*** Materials provided Section Begins ***

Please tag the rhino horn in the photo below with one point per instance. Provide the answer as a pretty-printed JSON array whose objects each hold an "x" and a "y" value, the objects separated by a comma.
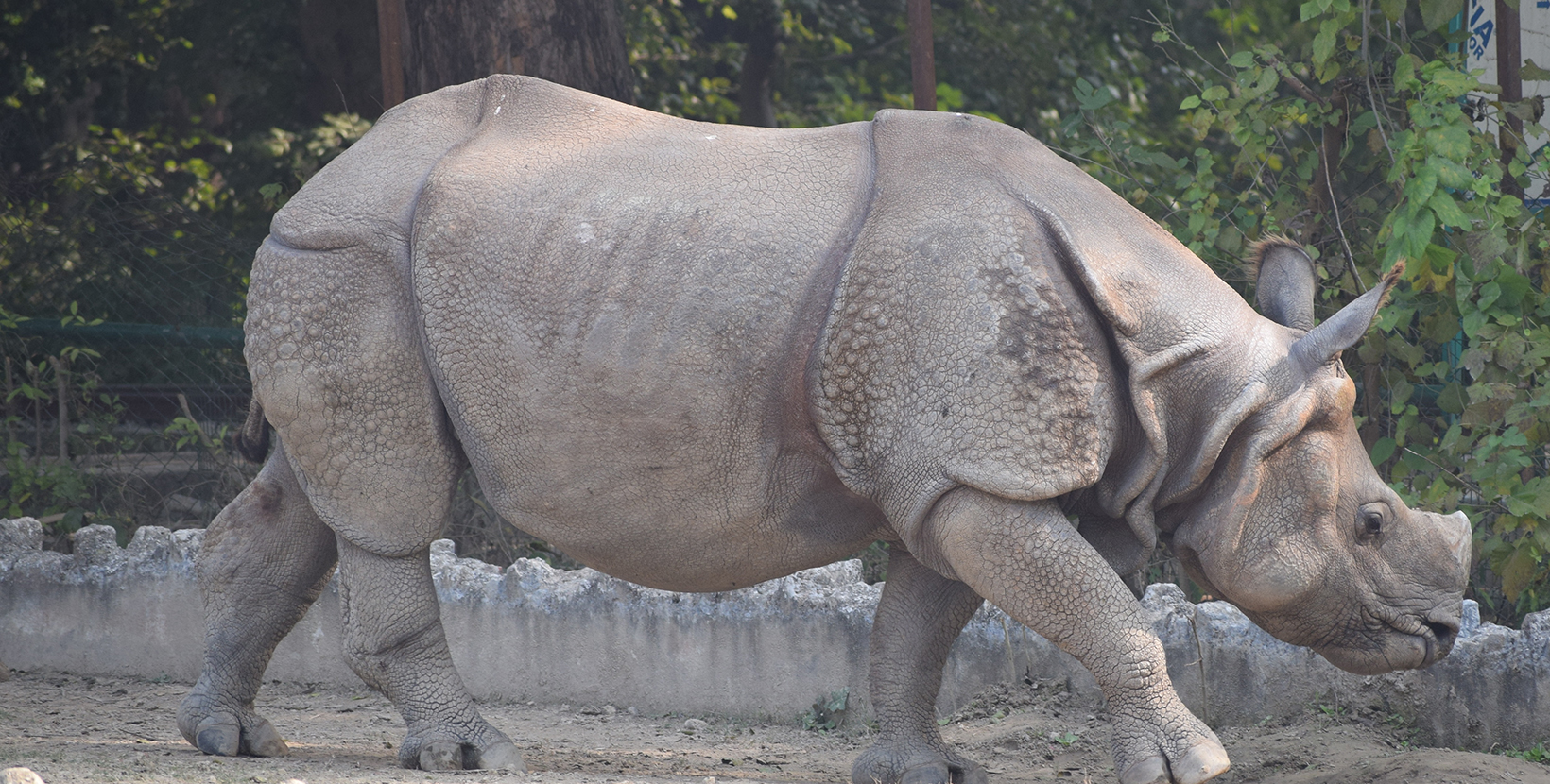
[
  {"x": 1283, "y": 282},
  {"x": 1344, "y": 329}
]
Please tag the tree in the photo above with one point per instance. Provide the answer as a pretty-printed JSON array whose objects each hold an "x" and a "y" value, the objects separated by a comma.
[{"x": 574, "y": 43}]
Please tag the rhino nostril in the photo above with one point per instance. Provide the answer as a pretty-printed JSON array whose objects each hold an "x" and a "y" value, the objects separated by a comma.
[{"x": 1445, "y": 633}]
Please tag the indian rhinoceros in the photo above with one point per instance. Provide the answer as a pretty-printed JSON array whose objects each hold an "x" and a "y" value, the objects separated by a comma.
[{"x": 699, "y": 357}]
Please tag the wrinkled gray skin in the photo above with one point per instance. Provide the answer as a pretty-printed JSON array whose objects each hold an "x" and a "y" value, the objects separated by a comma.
[{"x": 699, "y": 357}]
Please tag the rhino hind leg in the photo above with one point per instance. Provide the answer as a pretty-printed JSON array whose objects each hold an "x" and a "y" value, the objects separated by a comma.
[
  {"x": 1028, "y": 559},
  {"x": 396, "y": 643},
  {"x": 918, "y": 619},
  {"x": 264, "y": 559}
]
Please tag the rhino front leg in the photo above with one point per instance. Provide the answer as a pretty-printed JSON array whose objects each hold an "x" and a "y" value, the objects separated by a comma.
[
  {"x": 264, "y": 561},
  {"x": 394, "y": 641},
  {"x": 1028, "y": 559},
  {"x": 918, "y": 619}
]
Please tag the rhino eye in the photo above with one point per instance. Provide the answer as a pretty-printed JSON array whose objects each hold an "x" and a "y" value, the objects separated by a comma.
[{"x": 1369, "y": 520}]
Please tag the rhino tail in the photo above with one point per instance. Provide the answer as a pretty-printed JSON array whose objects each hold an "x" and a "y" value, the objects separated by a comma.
[{"x": 253, "y": 439}]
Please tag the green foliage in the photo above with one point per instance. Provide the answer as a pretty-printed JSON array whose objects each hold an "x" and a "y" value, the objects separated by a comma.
[
  {"x": 1363, "y": 146},
  {"x": 826, "y": 713}
]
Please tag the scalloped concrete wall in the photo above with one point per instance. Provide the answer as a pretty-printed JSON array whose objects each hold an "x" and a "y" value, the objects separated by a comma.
[{"x": 530, "y": 633}]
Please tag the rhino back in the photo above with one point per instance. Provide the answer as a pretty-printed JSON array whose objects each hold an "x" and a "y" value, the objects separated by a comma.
[
  {"x": 961, "y": 350},
  {"x": 619, "y": 310}
]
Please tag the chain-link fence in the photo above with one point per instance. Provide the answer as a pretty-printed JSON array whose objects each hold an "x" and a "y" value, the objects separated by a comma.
[{"x": 121, "y": 335}]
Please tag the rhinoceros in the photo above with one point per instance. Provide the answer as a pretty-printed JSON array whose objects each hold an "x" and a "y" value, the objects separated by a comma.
[{"x": 699, "y": 357}]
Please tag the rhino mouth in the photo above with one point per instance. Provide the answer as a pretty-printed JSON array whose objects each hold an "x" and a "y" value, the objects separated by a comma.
[{"x": 1421, "y": 641}]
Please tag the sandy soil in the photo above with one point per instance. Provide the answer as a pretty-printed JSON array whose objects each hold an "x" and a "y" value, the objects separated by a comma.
[{"x": 79, "y": 730}]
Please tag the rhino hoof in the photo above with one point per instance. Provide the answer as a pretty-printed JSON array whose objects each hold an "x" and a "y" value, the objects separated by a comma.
[
  {"x": 442, "y": 755},
  {"x": 501, "y": 757},
  {"x": 1149, "y": 771},
  {"x": 225, "y": 736},
  {"x": 1201, "y": 762},
  {"x": 215, "y": 736}
]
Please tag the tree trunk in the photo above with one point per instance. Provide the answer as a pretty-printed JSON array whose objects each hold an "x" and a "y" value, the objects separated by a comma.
[
  {"x": 760, "y": 53},
  {"x": 1508, "y": 68},
  {"x": 574, "y": 43},
  {"x": 922, "y": 55}
]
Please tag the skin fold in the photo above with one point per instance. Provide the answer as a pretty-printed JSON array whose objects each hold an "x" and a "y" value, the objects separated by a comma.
[{"x": 701, "y": 357}]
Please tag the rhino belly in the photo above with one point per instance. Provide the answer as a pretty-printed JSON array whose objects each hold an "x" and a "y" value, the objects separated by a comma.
[{"x": 620, "y": 329}]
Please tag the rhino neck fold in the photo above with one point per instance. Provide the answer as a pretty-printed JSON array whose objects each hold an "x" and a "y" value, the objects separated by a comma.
[{"x": 1186, "y": 346}]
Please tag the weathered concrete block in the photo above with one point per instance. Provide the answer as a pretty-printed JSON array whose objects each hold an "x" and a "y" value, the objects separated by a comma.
[{"x": 532, "y": 633}]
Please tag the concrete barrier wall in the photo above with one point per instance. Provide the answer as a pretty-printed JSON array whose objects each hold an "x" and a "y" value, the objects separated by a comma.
[{"x": 530, "y": 633}]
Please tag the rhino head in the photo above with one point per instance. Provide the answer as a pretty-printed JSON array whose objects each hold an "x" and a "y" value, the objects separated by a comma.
[{"x": 1293, "y": 522}]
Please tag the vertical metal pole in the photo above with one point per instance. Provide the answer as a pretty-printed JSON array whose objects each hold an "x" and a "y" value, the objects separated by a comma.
[
  {"x": 922, "y": 60},
  {"x": 1508, "y": 67},
  {"x": 389, "y": 43},
  {"x": 9, "y": 423},
  {"x": 60, "y": 384}
]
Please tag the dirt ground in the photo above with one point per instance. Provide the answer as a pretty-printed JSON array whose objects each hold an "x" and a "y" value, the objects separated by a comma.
[{"x": 79, "y": 730}]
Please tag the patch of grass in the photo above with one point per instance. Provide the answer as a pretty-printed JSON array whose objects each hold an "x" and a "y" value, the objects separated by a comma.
[{"x": 826, "y": 713}]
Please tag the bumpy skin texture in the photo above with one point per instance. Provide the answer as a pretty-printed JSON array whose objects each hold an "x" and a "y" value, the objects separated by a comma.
[{"x": 699, "y": 357}]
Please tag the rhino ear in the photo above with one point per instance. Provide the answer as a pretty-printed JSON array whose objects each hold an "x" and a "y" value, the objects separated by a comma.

*** Materials provided Section Ends ***

§ Assignment
Please print every record exactly, leaving out the pictures.

§ Solved exercise
Please tag the rhino horn in the photo below with one point per instance. Provide the answer as a pretty-printed JSON array whose objects each hold an "x" and a "y" value, the objects separated by a comma.
[
  {"x": 1283, "y": 282},
  {"x": 1344, "y": 329}
]
Please tag the tree in the photo above with one point per instance. Provide the answer as a pretty-printed JSON array whose objects each hold an "x" and a "y" value, the objects separated by a comma.
[{"x": 574, "y": 43}]
Please tag the rhino nostril in the photo above with one point per instance. Provide the answer as a pretty-printed JSON array whose objects each hold an "x" and a "y" value, the objects separated by a comma.
[{"x": 1445, "y": 633}]
Please tag the indian rhinoceros in the photo above with one point per instance. Provide the answer as a pretty-printed JSON array whose objects each hold an "x" and a "y" value, the objects separated by a comma.
[{"x": 699, "y": 357}]
Please tag the wrinkled gray skin in the photo above with one point per instance. Provide the answer as a pretty-printed JSON array whose objects each hold an "x" and a "y" value, the objects separated by a comma.
[{"x": 699, "y": 357}]
Please tag the rhino hind leg in the photo above with one point per instance. Provide the answer as a pretty-printed JSON array whose objects each hold an "x" and a "y" value, the objects separated by a comma.
[
  {"x": 1028, "y": 559},
  {"x": 396, "y": 643},
  {"x": 918, "y": 619},
  {"x": 264, "y": 559}
]
Please tag the rhino front leg in the photo above with one point per instance. Provide the answer as a pretty-printed JSON array whose objects each hold an "x" and a "y" value, the objects separated by a comma.
[
  {"x": 264, "y": 561},
  {"x": 394, "y": 641},
  {"x": 1028, "y": 559},
  {"x": 918, "y": 619}
]
Please tag the rhino eye in the photo above with one point per instance. Provide the answer as a pretty-printed JSON array whose objects each hold an "x" and a "y" value, the objects separated by a comma.
[{"x": 1369, "y": 520}]
Please tag the rhino tail in the photo above with one point per instance. Provide the answer as a pretty-printed JSON array whose objects each hold an "x" and a "y" value, the objects separated by a comma.
[{"x": 253, "y": 439}]
Please tag the green foliage in the photo above with one point per instance. Provide the answer as a pretty-printed JSON array whose objects each hold an "x" and a "y" value, the objects separated by a comma.
[
  {"x": 1363, "y": 146},
  {"x": 826, "y": 713}
]
Please tag the scalloped concrete wall in the photo above with one point per instance. Provide the answer as a pretty-printed JSON array whose objects each hold an "x" and a "y" value, the objects separated by a comma.
[{"x": 530, "y": 633}]
Please tag the rhino back in the photo above with one point per instance. Provide the answer as a pretty-printed JSON array whose objects each hold an "x" and a "y" value, the objects separated by a comma.
[
  {"x": 961, "y": 350},
  {"x": 619, "y": 310}
]
Please tag the chain-link fence in the photo above with one point per instance. Provide the answer as a pretty-printed JSON array whose objects each hold an "x" and a "y" value, the objects separated by a comma.
[{"x": 121, "y": 335}]
Please tag the rhinoceros in the photo above with one point per instance. Provide the answer as a pretty-printed JSON array whose objects each hold an "x" and a "y" value, the objects separated by a comma.
[{"x": 699, "y": 357}]
Please tag the rhino mouth in the photo above with one point per instance. Provide the answer as a pretty-printed JSON array whose objects each hold an "x" and a "y" value, the objects separated by a comma.
[{"x": 1421, "y": 641}]
Please tag the sandy soil in the photo above with one point per instance. Provide the answer as a pretty-printed JSON array whose objects each hold an "x" and a "y" value, the objects separated by a comma.
[{"x": 79, "y": 730}]
Please tag the rhino hoof in the photo above with one point per instance. Provide the answer as a pretty-printed JSON array whose objects each hold an "x" and a "y" value, the objects separated by a comma.
[
  {"x": 442, "y": 755},
  {"x": 501, "y": 757},
  {"x": 1149, "y": 771},
  {"x": 225, "y": 736},
  {"x": 1201, "y": 762},
  {"x": 215, "y": 736}
]
Please tag the tree trunk in the photo above with one point per instance. Provide the answer as a pretty-printed JSON array whose objects each hold an "x" and a "y" value, the objects separated by a comma.
[
  {"x": 760, "y": 53},
  {"x": 1508, "y": 68},
  {"x": 574, "y": 43},
  {"x": 922, "y": 55}
]
Please tag the skin fold in the photo above with one point per instance. Provide the answer as a pretty-printed JSON array whose objects each hold an "x" and a "y" value, the objects separated by a comma.
[{"x": 701, "y": 357}]
Please tag the rhino belly in the photo above with one point per instance. Provide the answer as a pretty-printed JSON array whose objects each hold an "x" and a "y" value, the objects separated by a comma.
[{"x": 620, "y": 329}]
Please tag the rhino neck fold in the photo above with one point per instance. Provide the answer as a pretty-printed JSON array whose objects each hold an "x" and a "y" value, the objects separated by a comma.
[{"x": 1186, "y": 346}]
Please tag the weathered concrete block in the photo above with one point per instance. Provide the answer as a pretty-printed JSON array whose objects each hold an "x" and a "y" value, the objects separated by a comma.
[{"x": 532, "y": 633}]
Please tag the concrete barrier wall in the photo above with one point per instance. Provide the answer as a pretty-printed JSON array whose objects each hold an "x" and a "y" value, the objects separated by a comma.
[{"x": 530, "y": 633}]
Please tag the rhino head in the photo above with one point per instance. Provide the answer as a pretty-printed JSON array whose objects each hold an "x" and a "y" value, the objects separated by a comma.
[{"x": 1293, "y": 522}]
Please tag the vertical metal pole in the photo above with one point per instance. Provide the answer as a pretty-printed JSON array whose objects each hold an "x" and a "y" value, the objects separated by a comma.
[
  {"x": 922, "y": 60},
  {"x": 1508, "y": 67},
  {"x": 389, "y": 43},
  {"x": 9, "y": 423},
  {"x": 60, "y": 384}
]
Please tag the dirt ground in the photo above with one point per instance. Provide the answer as a pretty-printed JSON array whose objects each hold an "x" and a "y" value, the objects separated by a comma.
[{"x": 79, "y": 730}]
Please tag the patch of grass in the photo above with one point per instance. Provide the answer as a pretty-printed JSON array whose objects each hold an "x" and a "y" value, the objects separated by a comma.
[{"x": 826, "y": 713}]
Please tag the bumpy skin texture in the photo above with one point per instance. Provide the answer as a pretty-printed JSON array whose objects each hold an "x" and a "y" value, the objects separated by a comma.
[{"x": 699, "y": 357}]
Please tag the rhino ear in the photo above with one point per instance. Provide the answer as a pretty-printed JSON array whose objects each hold an "x" and a "y" value, the objects separated by a comma.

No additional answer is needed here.